> _EXERCISE DETAILS_: Return the listing below exactly, with the pictures dropped.

(Records contained in a dataset)
⁂

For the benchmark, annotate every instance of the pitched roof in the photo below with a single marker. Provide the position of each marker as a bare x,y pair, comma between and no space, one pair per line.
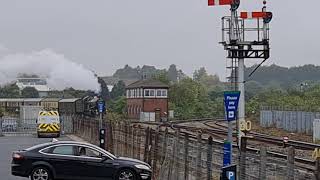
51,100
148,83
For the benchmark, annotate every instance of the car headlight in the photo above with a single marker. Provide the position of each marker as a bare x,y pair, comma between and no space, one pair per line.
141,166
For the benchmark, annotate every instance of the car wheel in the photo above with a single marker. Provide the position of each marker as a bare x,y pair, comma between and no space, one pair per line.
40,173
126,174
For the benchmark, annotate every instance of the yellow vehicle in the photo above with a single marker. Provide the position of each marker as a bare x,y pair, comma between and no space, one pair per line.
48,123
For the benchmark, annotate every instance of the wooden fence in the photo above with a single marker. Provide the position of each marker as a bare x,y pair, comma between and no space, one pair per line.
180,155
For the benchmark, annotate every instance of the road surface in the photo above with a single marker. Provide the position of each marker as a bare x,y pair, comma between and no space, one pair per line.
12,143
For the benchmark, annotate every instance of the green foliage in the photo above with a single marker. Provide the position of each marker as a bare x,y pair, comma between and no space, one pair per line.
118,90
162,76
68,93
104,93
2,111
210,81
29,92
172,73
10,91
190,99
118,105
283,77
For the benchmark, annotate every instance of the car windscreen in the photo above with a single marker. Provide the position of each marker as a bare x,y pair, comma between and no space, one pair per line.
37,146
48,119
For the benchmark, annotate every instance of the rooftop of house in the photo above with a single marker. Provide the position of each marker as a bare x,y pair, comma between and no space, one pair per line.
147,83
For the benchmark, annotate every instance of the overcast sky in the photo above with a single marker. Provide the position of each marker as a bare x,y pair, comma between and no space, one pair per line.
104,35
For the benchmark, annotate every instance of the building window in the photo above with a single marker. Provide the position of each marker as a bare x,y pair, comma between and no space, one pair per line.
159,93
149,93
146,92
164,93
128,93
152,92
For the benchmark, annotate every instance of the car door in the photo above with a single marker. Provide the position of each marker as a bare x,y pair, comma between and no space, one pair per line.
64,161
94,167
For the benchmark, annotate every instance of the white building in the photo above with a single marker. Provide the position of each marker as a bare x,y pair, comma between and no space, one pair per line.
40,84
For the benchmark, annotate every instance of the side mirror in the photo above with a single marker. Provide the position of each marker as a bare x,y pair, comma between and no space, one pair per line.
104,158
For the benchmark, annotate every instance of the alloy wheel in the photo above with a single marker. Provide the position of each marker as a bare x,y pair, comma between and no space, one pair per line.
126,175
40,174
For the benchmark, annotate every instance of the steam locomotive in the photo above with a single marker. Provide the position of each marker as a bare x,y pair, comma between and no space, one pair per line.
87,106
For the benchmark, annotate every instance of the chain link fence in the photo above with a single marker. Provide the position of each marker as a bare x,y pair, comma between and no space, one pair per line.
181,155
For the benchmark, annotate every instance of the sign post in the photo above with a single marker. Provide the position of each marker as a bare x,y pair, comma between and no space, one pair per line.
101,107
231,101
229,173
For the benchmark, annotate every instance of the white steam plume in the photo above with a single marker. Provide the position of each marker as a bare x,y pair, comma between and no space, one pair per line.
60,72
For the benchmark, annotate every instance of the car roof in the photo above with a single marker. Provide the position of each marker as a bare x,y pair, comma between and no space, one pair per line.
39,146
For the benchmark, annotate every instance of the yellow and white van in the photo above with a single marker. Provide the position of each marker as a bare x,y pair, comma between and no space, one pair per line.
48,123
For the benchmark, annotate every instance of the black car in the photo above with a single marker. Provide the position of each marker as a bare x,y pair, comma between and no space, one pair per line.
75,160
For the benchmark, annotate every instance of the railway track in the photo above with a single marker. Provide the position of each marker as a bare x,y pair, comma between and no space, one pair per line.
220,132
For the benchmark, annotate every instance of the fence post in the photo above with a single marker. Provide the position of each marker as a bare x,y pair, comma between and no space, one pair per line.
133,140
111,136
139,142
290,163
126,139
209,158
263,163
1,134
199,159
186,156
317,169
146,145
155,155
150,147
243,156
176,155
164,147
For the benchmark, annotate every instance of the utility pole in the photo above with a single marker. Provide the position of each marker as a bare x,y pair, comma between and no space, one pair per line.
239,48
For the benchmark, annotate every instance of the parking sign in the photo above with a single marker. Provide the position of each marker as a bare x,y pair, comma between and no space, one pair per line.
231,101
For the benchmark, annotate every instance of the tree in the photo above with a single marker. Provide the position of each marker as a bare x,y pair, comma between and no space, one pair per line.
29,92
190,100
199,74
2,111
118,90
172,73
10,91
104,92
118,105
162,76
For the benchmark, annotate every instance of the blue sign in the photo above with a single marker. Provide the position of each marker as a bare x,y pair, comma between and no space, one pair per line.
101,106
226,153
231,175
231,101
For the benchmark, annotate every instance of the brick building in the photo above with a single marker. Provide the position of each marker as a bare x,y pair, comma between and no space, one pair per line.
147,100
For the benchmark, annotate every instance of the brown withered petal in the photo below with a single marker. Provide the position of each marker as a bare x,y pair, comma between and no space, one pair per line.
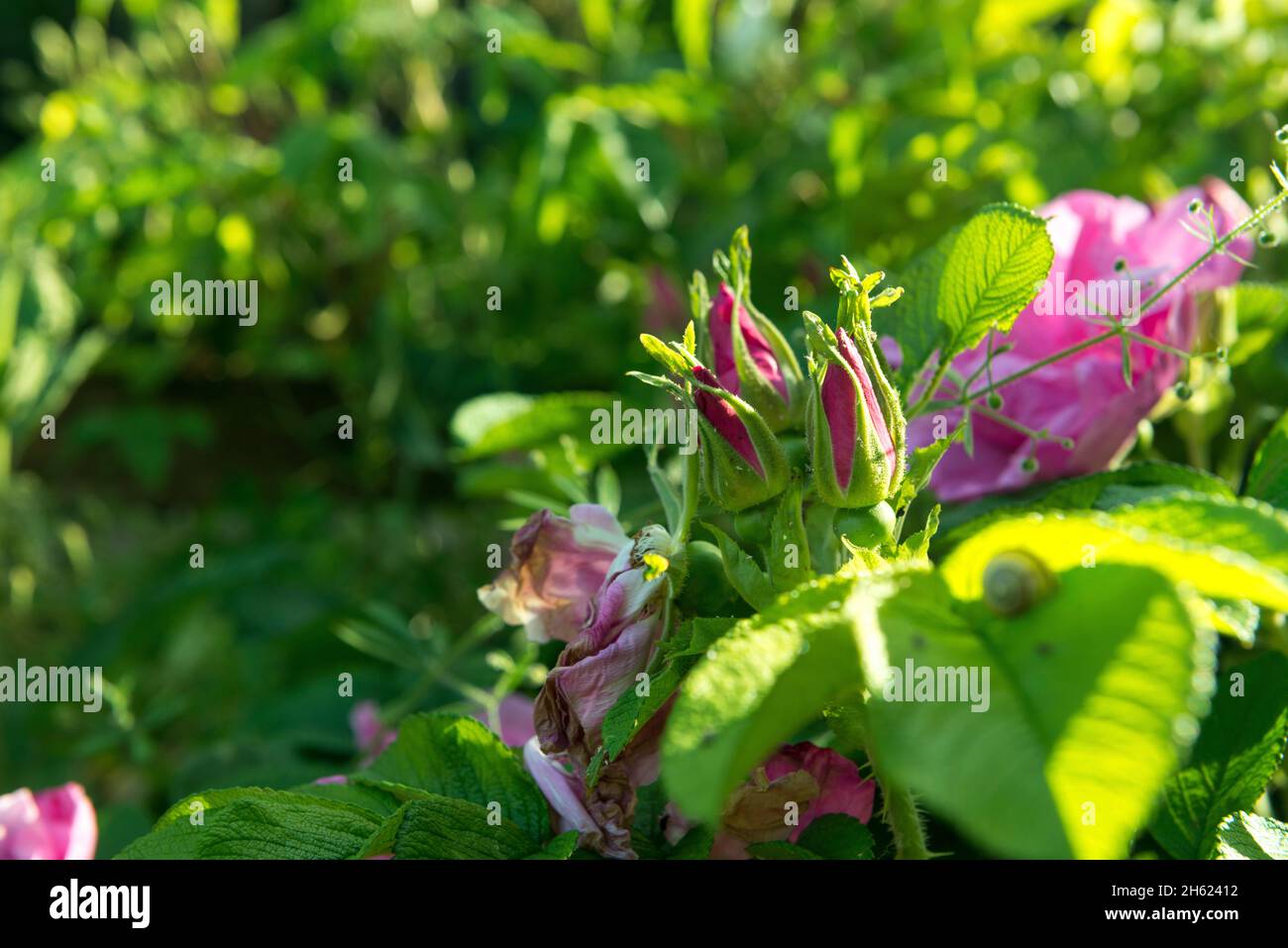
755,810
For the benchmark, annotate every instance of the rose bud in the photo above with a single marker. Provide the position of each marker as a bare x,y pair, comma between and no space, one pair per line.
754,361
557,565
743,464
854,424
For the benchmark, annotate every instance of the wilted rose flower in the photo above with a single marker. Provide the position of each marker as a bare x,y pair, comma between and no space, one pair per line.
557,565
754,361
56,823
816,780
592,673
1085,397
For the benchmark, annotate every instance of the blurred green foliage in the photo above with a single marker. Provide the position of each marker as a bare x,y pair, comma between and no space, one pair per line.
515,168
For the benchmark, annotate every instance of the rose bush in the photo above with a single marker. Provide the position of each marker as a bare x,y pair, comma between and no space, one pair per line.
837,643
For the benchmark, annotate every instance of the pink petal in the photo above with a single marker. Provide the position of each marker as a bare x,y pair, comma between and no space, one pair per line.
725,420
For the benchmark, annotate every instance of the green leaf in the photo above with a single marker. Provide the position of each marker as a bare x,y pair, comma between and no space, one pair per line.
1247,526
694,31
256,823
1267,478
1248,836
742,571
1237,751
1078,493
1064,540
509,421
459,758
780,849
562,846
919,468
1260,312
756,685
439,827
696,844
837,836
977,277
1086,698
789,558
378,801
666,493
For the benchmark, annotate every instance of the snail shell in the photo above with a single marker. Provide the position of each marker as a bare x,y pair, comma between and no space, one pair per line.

⁂

> _ANSWER FOR THIS EXERCISE_:
For the benchmark, annotate every instance of the pitched roof in the photo below with a single marker. Provide the position of each marker as a bare x,y pair, comma between and no space, one pair per line.
51,100
148,83
For the benchmark, annotate every instance of the car headlight in the photo above with a single marker. Provide the position of each marker as a bare x,y pair, comma between and no space, one pair per line.
141,166
For the benchmark, annotate every instance of the car wheel in the photo above with a single marker. Provide the position of each marker as a bare x,y pair, comma between and no space, one pair per line.
40,173
126,174
For the benchmark, annotate every instance of the yellow vehicle in the photo above with a single marker. Provide the position of each marker as a bare x,y pair, comma between and no space, one pair per line.
48,123
For the benchmark, annotate every instance of the wooden fence in the photo above with a single marker. Provide the position of each marker as a bare x,y pair, comma between and no space, one pair per line.
180,155
For the benchmark, annotate every instance of the road surface in the photo above with a single marker. Provide the position of each marker as a bare x,y pair, comma between and no space, one pair per line.
12,143
For the benchmark, annotate every instance of the green foliage in the photo above with a single marker. Provide the position of each marker as a bare x,y pair, comma between and no space, one pair per line.
118,90
162,76
68,93
104,93
2,111
210,81
29,92
172,73
10,91
190,99
118,105
283,77
For the benchmark, annotate every instance of the car windscreen in the photo above with a single marker. Provide the position of each marker as a bare x,y pair, comma between and no space, one pair per line.
37,146
48,119
For the benchmark, annotate every instance of the rooftop of house in the photo above with a single marker. Provide the position of each marker as a bare x,y pair, comma between and no space, one pair per line.
147,83
For the benchmark, annotate every instance of the overcast sky in the photo above with a single marker. Provide the position of each marker as a bare x,y pair, comma between and no space, one pair per line.
104,35
For the benchmark, annotate every instance of the building window in the photo above with a single marker. Provide the position of each marker as a bare x,y pair, comma between and no space, one pair per line.
159,93
149,93
146,92
164,93
128,93
152,92
For the benchmark, annotate every instance of the car door in the photo above with a single marker. Provide the position of each marker as a bare x,y pair, comma between and no space, one pair per line.
64,161
94,167
For the benchmark, annotate every instance of the white building in the photo above with a single marker. Provide the position of each marker as a bare x,y pair, comma between and no space, one pair per line.
40,84
For the benchmark, annotate every instance of the side mirror in the photo above with a single marker. Provide the position of each marker as a bare x,y pair, comma between and no space, one pair per line.
104,158
For the benchmark, annotate every instance of the alloy wheel in the photo above with a single marker. Provide the position of each marker as a bare x,y pair, comma between and no space, one pair per line.
126,175
40,174
For the benchmark, annotate every instance of the steam locomotive in the photo above with a single marker. Provide the position of each marker as a bare x,y pair, comma between and no space, one pair per line.
87,106
For the benchmark, annotate every instance of the chain link fence in the photo above with a single marker. Provide the position of each marker as a bare x,y pair, comma between and no space, one pair per line.
181,155
For the benchmark, annotate every instance of the sign post in the photo above with a single marker. Provide the position of each marker as a bare x,y pair, comma between and no space, one pair per line.
101,107
231,101
229,173
For the benchmark, annotate every instance of the white steam plume in the photo above with a single marker. Provide the position of each marker as a bare x,y pair, comma between and no space, one pair per line.
60,72
For the benchmark, annotate every instance of the car roof in the photo above with a single marker. Provide the position of each marker as a bare x,y pair, comma between and no space, one pair per line.
39,146
For the benchmark, annotate every instance of the yellow and white van in the photo above with a single marker. Provide the position of each marker as a bare x,y pair, comma between and no space, one pair per line.
48,123
For the benchmark, annotate every instance of the black car in the photo above with a single marker. Provide the position of each marker as a bare x,y pair, comma between and no space, one pair per line.
75,160
For the benchmark, annotate every instance of the railway track in the photo above with a single marker. Provide the position of each marker as a bare x,y pair, comma between and no space, one pair per line.
220,132
For the benchmark, annotate every instance of the fence post in the photo above with a single marker. Provide the position of each marker as a bare x,y pair, comma between and no space, one pair per line.
133,140
111,136
139,142
290,163
126,139
209,158
263,163
1,134
199,159
186,156
317,169
146,145
155,155
150,147
243,156
176,155
164,147
For the benchmark, annotate every instance of the utility pole in the photo above with a single marker. Provide the position of each marker as a bare x,y pair, comma between and no space, one pair per line.
239,48
For the benchmark, annotate every instance of the parking sign in the photo above with a single marker. Provide the position of each marker as a bare x,y pair, comma between and no space, one pair per line.
231,101
For the benchmark, annotate every instance of the tree in the photo above with a single marker. Provide the position of each marker as a bare x,y pair, comma between and no space, one pair per line.
29,92
190,100
199,74
2,111
118,90
172,73
10,91
104,92
118,105
162,76
For the benchmark, annotate every instance of the blue sign in the photo above with a single marker. Provide the position of each marker as a bare x,y pair, comma between and no space, one pair per line.
101,106
226,153
231,175
231,101
For the benchmark, annotate every instance of the brick building in the photo above with a single marker. Provide the position of each marker as a bare x,y pair, comma between and no space, one pair per line.
147,100
For the benchmark, annotate every instance of the brown withered petal in the photo below with a single marker. Provide the position of each marker as a bare x,y pair, comma between and no space, one pair per line.
755,810
For the benchmark, annotate every instance of the rose bud in the photo above with a single marker. Provide the position of each marker as a bare x,y pair, comma between and no space, one pair per line.
754,361
557,565
743,464
854,424
For the benchmark, annotate every instance of the wilted rose flower in the photo above with a single marker. Provide the position of each marker as a bare x,y pair, comma between and no space, one pair per line.
557,565
754,361
56,823
816,780
592,673
1085,397
For the benchmark, annotate every instance of the blurred green foliage in the photo above with a single marker. Provide the position of each marker as a bare x,y pair, comma between and no space, one pair per line.
515,168
For the benchmark, annotate every instance of the rose bush in the photo above with a single marker. Provide the position of each marker as a bare x,y pair, comma between and no space, one pair per line.
837,643
For the benchmark, annotate every instance of the pink petal in the photo above with a single marker. Provide the position of each marker as a bare x,y pair, comma between and no space, one pair per line.
725,420
For the benchmark, annotate every instance of the green leaf in the photo above with a single marker. Provide the position of each marker as a bare x,y pair, comma between and no space, one pair per line.
1247,526
694,31
256,823
1267,478
1248,836
742,571
1237,751
1078,493
1064,540
509,421
459,758
780,849
562,846
919,468
1260,312
756,685
439,827
696,844
837,836
977,277
1086,698
789,558
378,801
666,493
For the benchmark, annotate every instance of the snail shell in the photo above with a single marker. Provide the position of each marker as a bare x,y pair, comma between and no space, one pair per line.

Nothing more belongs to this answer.